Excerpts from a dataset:
::::
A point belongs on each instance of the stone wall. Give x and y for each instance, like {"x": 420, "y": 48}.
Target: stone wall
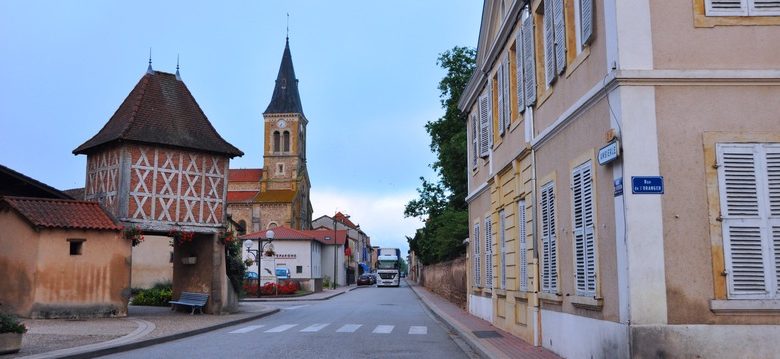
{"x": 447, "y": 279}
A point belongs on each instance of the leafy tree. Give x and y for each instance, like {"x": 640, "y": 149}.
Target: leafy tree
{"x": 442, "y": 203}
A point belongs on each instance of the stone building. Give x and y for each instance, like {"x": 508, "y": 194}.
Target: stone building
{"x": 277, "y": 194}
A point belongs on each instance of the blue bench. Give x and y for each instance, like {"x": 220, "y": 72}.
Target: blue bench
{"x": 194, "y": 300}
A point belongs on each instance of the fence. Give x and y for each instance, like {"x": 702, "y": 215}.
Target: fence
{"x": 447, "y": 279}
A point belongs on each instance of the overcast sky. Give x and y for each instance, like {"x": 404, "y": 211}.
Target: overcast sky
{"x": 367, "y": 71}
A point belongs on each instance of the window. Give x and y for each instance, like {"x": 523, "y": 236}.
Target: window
::::
▶ EXERCISE AIM
Could you copy every line from the records that mentions the word "Give"?

▶ EXERCISE ANSWER
A point belongs on each instance of the stone wall. Give x and y for each instance, like {"x": 420, "y": 48}.
A point belongs on each instance of the leafy tree. Give x and y for each instance, like {"x": 640, "y": 149}.
A point belongs on each instance of the stone building. Give x and y for each instance, like {"x": 508, "y": 194}.
A point belongs on each instance of the blue bench. Give x and y for each instance, like {"x": 220, "y": 72}.
A point belongs on each instance of the fence. Give x and y for each instance, like {"x": 702, "y": 215}.
A point belongs on each instance of the overcast sky. Give x and y for each instance, like {"x": 404, "y": 211}.
A point belongs on each instance of the window. Give x and y for each instance, like {"x": 523, "y": 236}.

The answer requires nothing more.